[[ Given records, beginning ]]

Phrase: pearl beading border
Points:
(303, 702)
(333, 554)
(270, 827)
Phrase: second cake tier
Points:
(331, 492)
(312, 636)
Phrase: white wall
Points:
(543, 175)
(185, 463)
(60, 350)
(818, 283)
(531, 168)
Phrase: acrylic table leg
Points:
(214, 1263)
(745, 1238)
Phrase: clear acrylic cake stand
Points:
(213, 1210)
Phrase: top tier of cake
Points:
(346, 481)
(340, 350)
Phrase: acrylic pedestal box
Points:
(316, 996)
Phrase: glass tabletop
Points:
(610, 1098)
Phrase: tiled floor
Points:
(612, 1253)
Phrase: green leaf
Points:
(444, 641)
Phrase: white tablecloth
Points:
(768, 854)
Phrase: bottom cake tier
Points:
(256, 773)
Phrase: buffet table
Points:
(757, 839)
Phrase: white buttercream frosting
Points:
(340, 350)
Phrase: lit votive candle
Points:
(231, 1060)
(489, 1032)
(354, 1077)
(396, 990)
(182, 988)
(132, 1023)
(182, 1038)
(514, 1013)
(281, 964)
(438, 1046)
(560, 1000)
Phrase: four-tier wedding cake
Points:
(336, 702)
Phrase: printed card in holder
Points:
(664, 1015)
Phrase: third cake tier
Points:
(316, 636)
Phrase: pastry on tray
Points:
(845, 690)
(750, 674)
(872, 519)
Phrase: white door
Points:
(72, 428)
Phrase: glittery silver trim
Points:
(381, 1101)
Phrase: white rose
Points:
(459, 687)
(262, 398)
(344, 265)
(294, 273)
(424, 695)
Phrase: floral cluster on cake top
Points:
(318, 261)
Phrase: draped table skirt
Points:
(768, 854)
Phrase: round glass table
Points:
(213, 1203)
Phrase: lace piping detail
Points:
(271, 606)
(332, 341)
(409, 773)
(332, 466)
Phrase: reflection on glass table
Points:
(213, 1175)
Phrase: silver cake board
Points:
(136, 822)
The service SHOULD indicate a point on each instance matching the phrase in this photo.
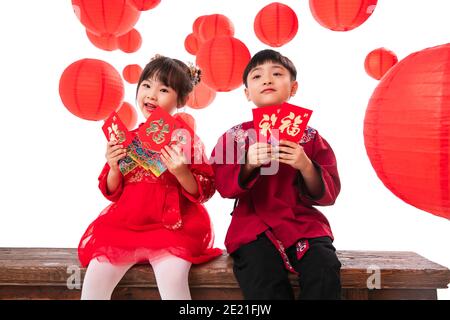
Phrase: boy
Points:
(275, 229)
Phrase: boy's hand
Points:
(174, 159)
(293, 154)
(259, 154)
(114, 152)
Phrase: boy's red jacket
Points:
(278, 202)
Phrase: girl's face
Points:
(153, 93)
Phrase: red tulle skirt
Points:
(130, 230)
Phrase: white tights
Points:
(171, 275)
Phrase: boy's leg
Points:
(101, 278)
(319, 270)
(171, 275)
(260, 271)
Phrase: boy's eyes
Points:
(257, 76)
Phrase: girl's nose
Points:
(151, 96)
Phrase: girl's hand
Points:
(114, 152)
(259, 154)
(293, 154)
(175, 160)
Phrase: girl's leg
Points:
(171, 275)
(101, 278)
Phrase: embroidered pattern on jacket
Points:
(238, 134)
(308, 135)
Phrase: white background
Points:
(51, 159)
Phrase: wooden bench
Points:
(53, 273)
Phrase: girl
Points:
(156, 219)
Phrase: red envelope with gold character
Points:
(156, 133)
(115, 129)
(292, 122)
(265, 120)
(183, 134)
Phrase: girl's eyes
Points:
(146, 85)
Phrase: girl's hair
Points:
(265, 56)
(172, 73)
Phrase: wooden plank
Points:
(403, 294)
(49, 266)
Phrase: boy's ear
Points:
(247, 94)
(294, 88)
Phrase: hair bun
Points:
(194, 74)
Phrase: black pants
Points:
(261, 273)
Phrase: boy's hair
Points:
(267, 55)
(172, 73)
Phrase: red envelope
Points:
(156, 133)
(115, 129)
(265, 120)
(183, 134)
(292, 122)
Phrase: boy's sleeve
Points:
(324, 161)
(203, 174)
(102, 180)
(227, 160)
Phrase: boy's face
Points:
(269, 84)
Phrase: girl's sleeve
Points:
(324, 161)
(203, 174)
(102, 179)
(227, 160)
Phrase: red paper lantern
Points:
(196, 25)
(108, 43)
(186, 117)
(191, 44)
(379, 61)
(222, 61)
(215, 25)
(342, 15)
(131, 73)
(106, 17)
(276, 24)
(91, 89)
(127, 113)
(201, 97)
(144, 5)
(407, 130)
(130, 42)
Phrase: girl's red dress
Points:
(151, 216)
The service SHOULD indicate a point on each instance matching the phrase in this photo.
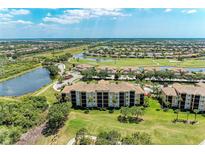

[[ Given records, end ]]

**What the task asks**
Reproduce the records above exactly, excluding every picture.

**Worked solution**
Phrase: pearl beading border
Points:
(303, 702)
(333, 554)
(270, 827)
Phrase: second cake tier
Points:
(331, 492)
(312, 636)
Phrase: white wall
Points:
(543, 175)
(185, 463)
(60, 350)
(818, 283)
(531, 168)
Phrase: acrylic table leg
Points:
(214, 1263)
(745, 1238)
Phrase: clear acrylic cake stand
Points:
(213, 1210)
Phrase: top tier of cake
Points:
(346, 481)
(340, 350)
Phrase: acrylic pedestal box
Points:
(316, 996)
Phrase: glass tabletop
Points:
(610, 1098)
Phrase: tiled floor
Points:
(612, 1253)
Phrase: green leaf
Points:
(444, 641)
Phrase: white tablecloth
Points:
(768, 854)
Phrase: bottom cake tier
Points:
(256, 773)
Phrase: buffet table
Points:
(757, 839)
Phrase: white buttercream frosting
Points:
(340, 350)
Phrase: lit votive candle
Points:
(231, 1060)
(489, 1032)
(354, 1077)
(396, 990)
(182, 988)
(132, 1023)
(182, 1038)
(514, 1013)
(281, 964)
(438, 1046)
(560, 1000)
Phrase: four-tier wedding cake
Points:
(336, 702)
Phrase: printed card in holder
Points:
(664, 1015)
Phrase: third cake tier
Points:
(316, 636)
Phrase: pastry on tray
Points:
(845, 690)
(750, 674)
(872, 519)
Phrase: white door
Points:
(72, 428)
Phrase: glittery silver trim
Points:
(381, 1101)
Phrase: white rose
Points:
(459, 687)
(262, 398)
(344, 265)
(294, 273)
(424, 695)
Phrase: floral cluster on cake top
Points:
(318, 261)
Phrase: draped table skirt
Points:
(768, 854)
Phrase: round glass table
Points:
(213, 1203)
Phrase: lace piping detail
Points:
(271, 606)
(332, 341)
(409, 773)
(332, 466)
Phrase: reflection on glass table
Points:
(213, 1175)
Phrase: silver cake board
Points:
(136, 822)
The service SHOULD indicate a point on each instance matching the phrase in this photo.
Phrase: boy
Points:
(275, 229)
Phrase: boy's hand
Points:
(174, 159)
(293, 154)
(259, 154)
(114, 152)
Phrase: boy's red jacket
Points:
(278, 202)
Phrase: girl's face
Points:
(153, 93)
Phrase: red tulle skirt
Points:
(130, 230)
Phrase: white tights
Points:
(171, 275)
Phrase: boy's leg
Points:
(101, 278)
(319, 270)
(171, 275)
(260, 271)
Phrase: boy's eyes
Points:
(257, 76)
Phrase: girl's nose
Points:
(151, 96)
Phrase: girl's hand
Points:
(114, 152)
(259, 154)
(293, 154)
(175, 160)
Phrase: girl's leg
Points:
(171, 275)
(101, 278)
Phrase: embroidered pattern on jacket
Points:
(238, 134)
(308, 135)
Phrase: white background
Points:
(51, 159)
Phrase: wooden bench
Points:
(53, 273)
Phrase: girl
Points:
(156, 219)
Phrase: red envelope with gold character
Points:
(156, 133)
(115, 129)
(292, 122)
(265, 120)
(183, 134)
Phrase: girl's eyes
Points:
(146, 85)
Phrase: girl's hair
Points:
(265, 56)
(172, 73)
Phrase: wooden plank
Points:
(403, 294)
(49, 266)
Phrase: boy's ear
Points:
(247, 94)
(294, 88)
Phrase: hair bun
Points:
(194, 74)
Phrase: black pants
Points:
(261, 273)
Phrase: boy's hair
Points:
(267, 55)
(172, 73)
Phrase: red envelope
Points:
(156, 133)
(115, 129)
(265, 120)
(183, 134)
(292, 122)
Phrase: boy's sleeve
Points:
(324, 161)
(203, 174)
(102, 180)
(227, 160)
Phrase: boy's face
Points:
(269, 84)
Phrase: girl's sleeve
Points:
(324, 161)
(203, 174)
(102, 179)
(227, 160)
Phrase: red paper lantern
Points:
(196, 25)
(108, 43)
(186, 117)
(191, 44)
(379, 61)
(222, 61)
(215, 25)
(342, 15)
(131, 73)
(106, 17)
(276, 24)
(91, 89)
(127, 113)
(201, 97)
(144, 5)
(407, 130)
(130, 42)
Phrase: girl's red dress
Points:
(151, 216)
The service SHOULD indicate a point on each instance matching the phrase in this photo.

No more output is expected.